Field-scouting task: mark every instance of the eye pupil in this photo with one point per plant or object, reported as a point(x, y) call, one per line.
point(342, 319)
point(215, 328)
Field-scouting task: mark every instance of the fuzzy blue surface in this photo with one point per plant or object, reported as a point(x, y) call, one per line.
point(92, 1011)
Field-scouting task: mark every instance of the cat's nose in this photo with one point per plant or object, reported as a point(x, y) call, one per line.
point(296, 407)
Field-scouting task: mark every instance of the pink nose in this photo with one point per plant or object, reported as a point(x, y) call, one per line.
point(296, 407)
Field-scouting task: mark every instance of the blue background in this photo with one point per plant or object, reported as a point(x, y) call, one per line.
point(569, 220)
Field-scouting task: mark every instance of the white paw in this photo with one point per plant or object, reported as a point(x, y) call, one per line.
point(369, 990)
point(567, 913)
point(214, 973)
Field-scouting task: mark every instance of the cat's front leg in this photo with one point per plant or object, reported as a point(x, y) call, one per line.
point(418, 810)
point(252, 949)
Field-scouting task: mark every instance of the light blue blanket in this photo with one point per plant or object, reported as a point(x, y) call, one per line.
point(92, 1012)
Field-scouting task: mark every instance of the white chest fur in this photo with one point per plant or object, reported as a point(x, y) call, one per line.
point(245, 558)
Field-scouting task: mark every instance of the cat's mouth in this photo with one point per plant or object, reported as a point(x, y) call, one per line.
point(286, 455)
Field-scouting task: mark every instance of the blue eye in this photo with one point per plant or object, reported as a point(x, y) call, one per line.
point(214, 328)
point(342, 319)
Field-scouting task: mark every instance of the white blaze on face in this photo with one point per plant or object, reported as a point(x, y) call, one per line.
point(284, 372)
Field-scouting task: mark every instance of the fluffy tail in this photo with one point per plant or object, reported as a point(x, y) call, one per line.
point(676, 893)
■ ■ ■
Copy the items above word for word, starting at the line that contains "Field-scouting task: mark every instance of the fluffy" and continuing through the last line of the items.

Field-scouting task: mark every instance of the fluffy tail in this photo with one point per plant or object, reported as a point(x, y) call, one per line.
point(676, 893)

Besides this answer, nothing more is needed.